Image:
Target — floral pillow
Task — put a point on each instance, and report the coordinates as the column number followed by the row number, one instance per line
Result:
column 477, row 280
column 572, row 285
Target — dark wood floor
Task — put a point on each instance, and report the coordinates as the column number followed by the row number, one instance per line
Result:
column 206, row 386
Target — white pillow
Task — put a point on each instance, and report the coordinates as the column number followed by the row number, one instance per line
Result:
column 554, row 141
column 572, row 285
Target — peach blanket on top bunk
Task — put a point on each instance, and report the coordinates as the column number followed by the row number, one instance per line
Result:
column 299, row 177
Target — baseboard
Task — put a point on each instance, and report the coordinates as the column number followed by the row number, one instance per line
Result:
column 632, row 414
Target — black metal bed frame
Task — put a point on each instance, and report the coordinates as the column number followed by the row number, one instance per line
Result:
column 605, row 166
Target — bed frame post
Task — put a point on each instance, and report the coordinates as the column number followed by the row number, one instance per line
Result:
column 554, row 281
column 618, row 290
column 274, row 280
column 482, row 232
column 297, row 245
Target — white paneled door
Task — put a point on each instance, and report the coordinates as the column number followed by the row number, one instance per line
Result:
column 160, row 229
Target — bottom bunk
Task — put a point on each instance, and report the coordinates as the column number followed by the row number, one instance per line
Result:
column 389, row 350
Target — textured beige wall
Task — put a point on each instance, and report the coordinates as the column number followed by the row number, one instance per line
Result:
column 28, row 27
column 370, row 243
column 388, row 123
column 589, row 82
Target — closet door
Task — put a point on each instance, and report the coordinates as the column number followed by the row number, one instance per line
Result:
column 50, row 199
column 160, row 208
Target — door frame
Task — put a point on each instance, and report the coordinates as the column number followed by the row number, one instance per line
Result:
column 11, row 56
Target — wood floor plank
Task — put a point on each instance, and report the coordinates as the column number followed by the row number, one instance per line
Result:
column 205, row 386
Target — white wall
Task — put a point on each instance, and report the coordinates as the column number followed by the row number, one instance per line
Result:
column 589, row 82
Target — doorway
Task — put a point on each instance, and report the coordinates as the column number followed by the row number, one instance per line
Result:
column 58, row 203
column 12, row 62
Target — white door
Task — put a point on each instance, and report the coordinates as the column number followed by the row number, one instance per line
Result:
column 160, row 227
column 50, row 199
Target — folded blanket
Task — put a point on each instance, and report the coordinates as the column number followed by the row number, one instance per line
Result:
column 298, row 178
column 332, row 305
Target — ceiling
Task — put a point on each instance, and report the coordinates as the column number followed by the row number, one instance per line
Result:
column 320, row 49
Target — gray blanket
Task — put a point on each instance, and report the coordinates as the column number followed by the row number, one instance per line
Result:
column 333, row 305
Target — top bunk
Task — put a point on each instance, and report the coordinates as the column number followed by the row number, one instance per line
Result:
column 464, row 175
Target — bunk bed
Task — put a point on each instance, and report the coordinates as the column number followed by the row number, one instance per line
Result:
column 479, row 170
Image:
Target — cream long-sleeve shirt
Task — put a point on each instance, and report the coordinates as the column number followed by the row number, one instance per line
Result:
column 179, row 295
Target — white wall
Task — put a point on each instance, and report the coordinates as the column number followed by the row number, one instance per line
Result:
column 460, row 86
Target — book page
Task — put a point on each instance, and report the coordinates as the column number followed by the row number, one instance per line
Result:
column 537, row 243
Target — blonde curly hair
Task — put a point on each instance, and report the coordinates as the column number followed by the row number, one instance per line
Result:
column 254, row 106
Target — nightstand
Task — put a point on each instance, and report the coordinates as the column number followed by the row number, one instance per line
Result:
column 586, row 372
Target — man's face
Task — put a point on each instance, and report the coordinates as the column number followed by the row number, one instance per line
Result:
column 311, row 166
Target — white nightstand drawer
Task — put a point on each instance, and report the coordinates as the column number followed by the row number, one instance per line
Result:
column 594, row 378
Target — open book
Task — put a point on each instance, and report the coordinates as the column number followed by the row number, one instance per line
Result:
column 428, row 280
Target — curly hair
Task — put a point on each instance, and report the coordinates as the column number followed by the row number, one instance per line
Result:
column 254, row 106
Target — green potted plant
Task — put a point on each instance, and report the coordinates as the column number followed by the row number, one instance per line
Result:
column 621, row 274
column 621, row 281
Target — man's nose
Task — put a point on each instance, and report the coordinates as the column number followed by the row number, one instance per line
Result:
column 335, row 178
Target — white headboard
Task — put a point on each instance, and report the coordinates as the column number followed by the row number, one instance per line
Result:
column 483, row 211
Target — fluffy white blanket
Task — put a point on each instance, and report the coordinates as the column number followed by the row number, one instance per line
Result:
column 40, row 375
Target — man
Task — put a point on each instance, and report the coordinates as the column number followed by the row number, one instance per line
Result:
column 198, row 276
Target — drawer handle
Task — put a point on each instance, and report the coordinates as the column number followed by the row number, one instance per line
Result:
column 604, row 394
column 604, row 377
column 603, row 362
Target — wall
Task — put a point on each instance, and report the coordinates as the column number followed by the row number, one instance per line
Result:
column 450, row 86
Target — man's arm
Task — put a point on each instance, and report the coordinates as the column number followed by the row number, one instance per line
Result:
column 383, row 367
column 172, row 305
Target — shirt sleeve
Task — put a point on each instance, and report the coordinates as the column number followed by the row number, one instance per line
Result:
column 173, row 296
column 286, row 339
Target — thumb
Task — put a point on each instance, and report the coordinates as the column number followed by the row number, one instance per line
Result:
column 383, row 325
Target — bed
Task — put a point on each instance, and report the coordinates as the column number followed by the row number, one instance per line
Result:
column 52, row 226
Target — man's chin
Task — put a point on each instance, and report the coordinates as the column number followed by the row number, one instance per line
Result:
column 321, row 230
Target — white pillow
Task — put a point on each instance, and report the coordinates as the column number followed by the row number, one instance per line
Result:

▸ **Job**
Reproduce all of the material above, word for word and line for line.

▸ **Result for this task**
Image:
Target — floral pillow
Task — put a point on each instance, and report the coordinates as the column number followed by the row number, one instance per line
Result:
column 477, row 280
column 572, row 285
Target — dark wood floor
Task — put a point on each instance, and report the coordinates as the column number followed by the row number, one instance per line
Result:
column 206, row 386
Target — white pillow
Task — put a point on each instance, and report the coordinates as the column number followed by the row number, one instance per line
Result:
column 554, row 141
column 572, row 285
Target — peach blanket on top bunk
Task — put a point on each instance, and report the coordinates as the column number followed by the row number, one instance per line
Result:
column 299, row 177
Target — baseboard
Task — put a point on each instance, and report the coordinates as the column number followed by the row number, one instance per line
Result:
column 632, row 414
Target — black metal bed frame
Task — put a point on each instance, and report the coordinates as the column number followed by the row number, one instance per line
Result:
column 605, row 166
Target — bed frame post
Task — put a point on each instance, and report the coordinates as the column number followed by the row number, one instance per line
Result:
column 554, row 281
column 618, row 290
column 274, row 280
column 482, row 232
column 297, row 245
Target — white paneled door
Task — put a point on each instance, and report the coordinates as the column number followed by the row number, one instance per line
Result:
column 160, row 229
Target — bottom bunk
Task — put a point on each instance, and report the coordinates as the column number followed by the row number, one instance per line
Result:
column 389, row 350
Target — textured beige wall
Task — put a point on each instance, and report the coordinates as the column number followed by the row number, one instance per line
Result:
column 28, row 27
column 370, row 243
column 388, row 123
column 589, row 82
Target — closet door
Task — put a point on each instance, and report the coordinates as the column number followed by the row number, one instance per line
Result:
column 50, row 199
column 160, row 208
Target — door frame
Task — put a point on each instance, and report the coordinates as the column number followed by the row number, one instance per line
Result:
column 11, row 56
Target — wood floor plank
Task — put a point on each instance, and report the coordinates as the column number followed by the row number, one instance per line
Result:
column 205, row 386
Target — white wall
Task — put a point on each instance, and report the coordinates as the column number followed by the row number, one instance per line
Result:
column 589, row 82
Target — doorway
Task — put a point on each instance, and report the coordinates as the column number followed by the row number, one instance per line
Result:
column 58, row 203
column 12, row 62
Target — white door
Task — put a point on each instance, and report the coordinates as the column number followed by the row number, one instance per line
Result:
column 160, row 227
column 50, row 199
Target — folded blanket
Task — put a point on each instance, and report the coordinates as the column number followed by the row number, one instance per line
Result:
column 298, row 178
column 332, row 305
Target — ceiling
Task — put a point on each instance, and report the coordinates as the column number followed by the row number, one instance per line
Result:
column 320, row 49
Target — gray blanket
Task — put a point on each instance, and report the coordinates as the column number followed by the row number, one instance per line
Result:
column 333, row 305
Target — top bunk
Task — put a point on each instance, and report the coordinates as the column number followed by the row number, one instance per line
Result:
column 464, row 175
Target — bunk bed
Task — put a point on each instance, and report the coordinates as the column number followed by the row number, one instance per line
Result:
column 479, row 170
Image:
Target — cream long-sleeve shirt
Task — put a point on each instance, and report the coordinates as the column number followed by the row number, one instance per line
Result:
column 179, row 295
Target — white wall
Task — put a point on each instance, and report the coordinates as the column number followed by the row number, one instance per line
Result:
column 460, row 86
Target — book page
Task — put a point on each instance, and report the coordinates as the column number followed by the row number, one instance per line
Result:
column 537, row 243
Target — blonde curly hair
Task — put a point on each instance, and report the coordinates as the column number followed by the row number, one instance per line
Result:
column 254, row 106
Target — nightstand
Task — put a point on each instance, and report the coordinates as the column number followed by the row number, one instance per line
Result:
column 586, row 372
Target — man's face
Task — put a point on each instance, and report the coordinates as the column number followed by the row number, one instance per line
Result:
column 311, row 166
Target — white nightstand drawer
Task — put a point on each instance, and report the coordinates as the column number followed by the row number, one instance per line
Result:
column 594, row 378
Target — open book
Task — put a point on each instance, and report the coordinates as the column number followed by the row number, one instance per line
Result:
column 428, row 280
Target — curly hair
Task — put a point on each instance, and report the coordinates as the column number followed by the row number, one instance per line
Result:
column 254, row 106
Target — green potted plant
Task — put a point on each instance, and report the coordinates as the column number followed by the row number, one instance per line
Result:
column 621, row 274
column 621, row 281
Target — man's nose
Task — put a point on each instance, and report the coordinates as the column number followed by the row number, one instance per line
Result:
column 335, row 178
Target — white headboard
Task — put a point on each instance, and report the coordinates as the column number followed by the row number, one instance per line
Result:
column 483, row 211
Target — fluffy white blanket
Task — put a point on each instance, and report the coordinates as the column number followed by the row number, one instance per line
Result:
column 40, row 375
Target — man
Task — put a point on each instance, and report the coordinates as the column number followed by the row number, one instance per line
Result:
column 198, row 276
Target — drawer handle
Task — put a point on each instance, and report the coordinates as the column number followed by the row number, one instance per line
Result:
column 604, row 394
column 604, row 377
column 603, row 362
Target — wall
Task — put a point on each instance, and report the coordinates as the column number followed by the row number, one instance per line
Result:
column 450, row 86
Target — man's arm
Task — put a point on each instance, and report the coordinates as the column number followed by the row number, one instance per line
Result:
column 383, row 367
column 172, row 305
Target — shirt sleeve
Task — put a point on each instance, and report the coordinates as the column number followed by the row number, one instance per line
Result:
column 173, row 296
column 286, row 339
Target — thumb
Task — put a point on each instance, and report the coordinates as the column number followed by the row number, one instance per line
Result:
column 383, row 325
Target — bed
Task — put a point on each instance, and report the coordinates as the column number followed by the row number, one instance per line
Result:
column 52, row 226
Target — man's chin
Task — put a point on each instance, and report the coordinates as the column number followed by the row number, one instance per line
Result:
column 321, row 230
Target — white pillow
Task — put a point on each instance, and report the coordinates as the column number followed by the row number, one instance per line
Result:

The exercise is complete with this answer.